== Your task ==
Find each line in the material below that contains the string "foliage", and copy those lines. Only matches with the same capitalization count.

== Stored data ==
★ ★ ★ ★ ★

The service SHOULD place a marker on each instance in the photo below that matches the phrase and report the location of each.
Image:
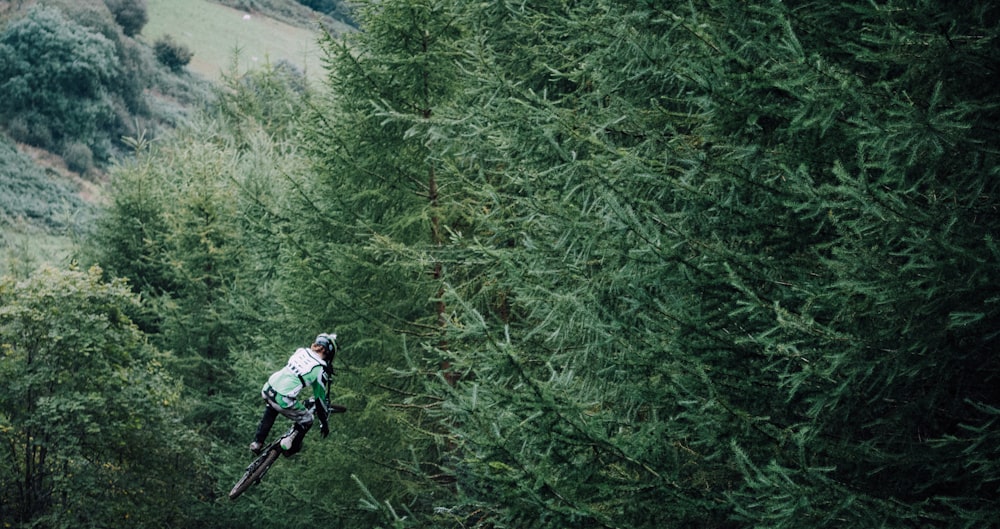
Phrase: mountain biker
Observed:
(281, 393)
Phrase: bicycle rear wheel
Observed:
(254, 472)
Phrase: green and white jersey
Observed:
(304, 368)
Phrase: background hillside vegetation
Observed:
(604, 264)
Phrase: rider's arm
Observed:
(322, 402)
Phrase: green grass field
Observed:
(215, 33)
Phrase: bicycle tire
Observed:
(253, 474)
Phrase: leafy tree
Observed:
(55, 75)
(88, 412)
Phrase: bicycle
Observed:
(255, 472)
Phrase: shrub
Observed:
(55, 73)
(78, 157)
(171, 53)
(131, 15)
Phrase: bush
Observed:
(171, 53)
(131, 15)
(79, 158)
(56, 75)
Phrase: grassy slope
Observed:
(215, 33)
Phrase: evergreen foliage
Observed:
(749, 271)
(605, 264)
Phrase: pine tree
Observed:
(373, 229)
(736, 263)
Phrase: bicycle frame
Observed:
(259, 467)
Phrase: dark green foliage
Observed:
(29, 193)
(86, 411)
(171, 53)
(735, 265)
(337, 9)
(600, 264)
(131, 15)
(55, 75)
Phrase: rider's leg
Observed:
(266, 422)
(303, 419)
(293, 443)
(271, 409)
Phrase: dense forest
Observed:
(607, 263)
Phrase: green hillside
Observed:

★ ★ ★ ★ ★

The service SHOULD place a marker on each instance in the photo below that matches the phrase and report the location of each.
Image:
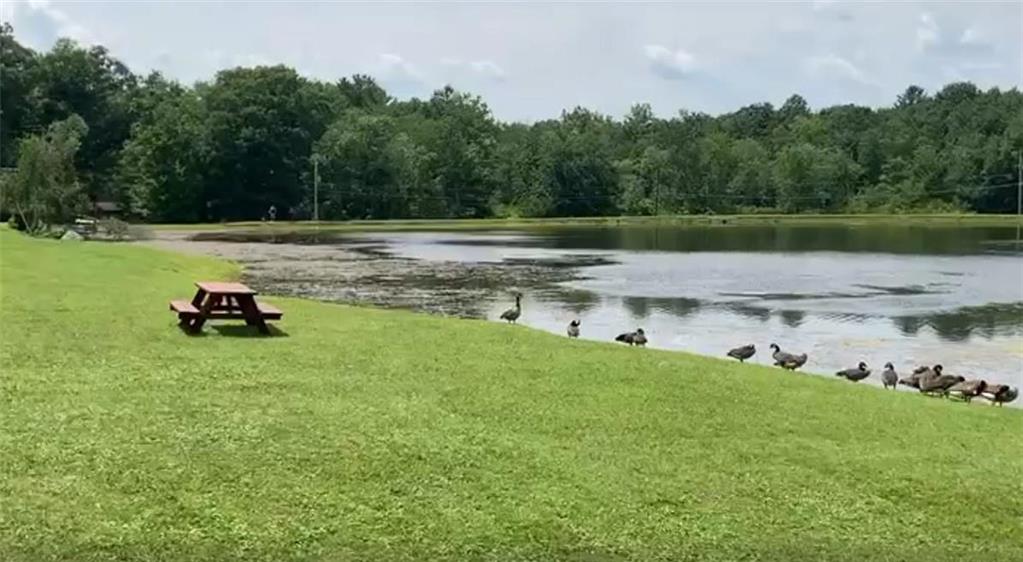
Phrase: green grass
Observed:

★ ★ ★ ★ ★

== Task answer ==
Phrase: evergreen foliage
Phrase: dark green foliage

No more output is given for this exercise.